<<<<
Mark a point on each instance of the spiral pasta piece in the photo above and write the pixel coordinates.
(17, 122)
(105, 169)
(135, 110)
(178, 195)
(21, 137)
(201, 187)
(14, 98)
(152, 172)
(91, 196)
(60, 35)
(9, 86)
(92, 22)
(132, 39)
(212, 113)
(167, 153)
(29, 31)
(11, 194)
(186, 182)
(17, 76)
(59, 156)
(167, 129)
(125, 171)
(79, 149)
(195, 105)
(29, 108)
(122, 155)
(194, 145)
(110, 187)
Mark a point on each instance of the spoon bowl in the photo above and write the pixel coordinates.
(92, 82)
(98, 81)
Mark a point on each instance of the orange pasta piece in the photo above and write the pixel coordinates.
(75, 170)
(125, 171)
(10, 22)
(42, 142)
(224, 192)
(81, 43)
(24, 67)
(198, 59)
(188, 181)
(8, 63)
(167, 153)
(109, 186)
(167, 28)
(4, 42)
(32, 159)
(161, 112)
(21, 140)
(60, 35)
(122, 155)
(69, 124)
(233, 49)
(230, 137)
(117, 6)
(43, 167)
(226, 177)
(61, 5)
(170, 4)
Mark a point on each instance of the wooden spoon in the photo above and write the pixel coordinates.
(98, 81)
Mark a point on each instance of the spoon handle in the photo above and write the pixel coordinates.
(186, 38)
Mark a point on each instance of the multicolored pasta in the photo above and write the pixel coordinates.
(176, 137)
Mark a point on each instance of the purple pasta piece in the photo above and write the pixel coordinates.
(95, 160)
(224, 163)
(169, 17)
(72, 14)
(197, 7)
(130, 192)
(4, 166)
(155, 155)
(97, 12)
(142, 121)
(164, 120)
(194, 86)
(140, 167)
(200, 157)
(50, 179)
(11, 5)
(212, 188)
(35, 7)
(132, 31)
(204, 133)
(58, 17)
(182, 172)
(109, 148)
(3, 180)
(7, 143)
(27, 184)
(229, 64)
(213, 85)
>>>>
** Task to carry out **
Reproduce each line of the entries above from the one containing "Mark a point on each instance of the multicolored" through the last, exactly, and no other line.

** Reply to the exercise **
Mark a point on each instance of the multicolored pasta in the photo above and write the pixel coordinates.
(176, 137)
Mark a point on each instance of the purple pasta piece in the photo above and write the pixel coordinates.
(95, 160)
(224, 163)
(169, 17)
(72, 14)
(197, 7)
(130, 192)
(4, 166)
(155, 155)
(97, 12)
(142, 121)
(164, 120)
(194, 86)
(140, 167)
(200, 157)
(50, 179)
(11, 5)
(212, 188)
(35, 7)
(132, 31)
(204, 133)
(58, 17)
(182, 172)
(109, 148)
(3, 180)
(7, 143)
(27, 184)
(229, 64)
(213, 85)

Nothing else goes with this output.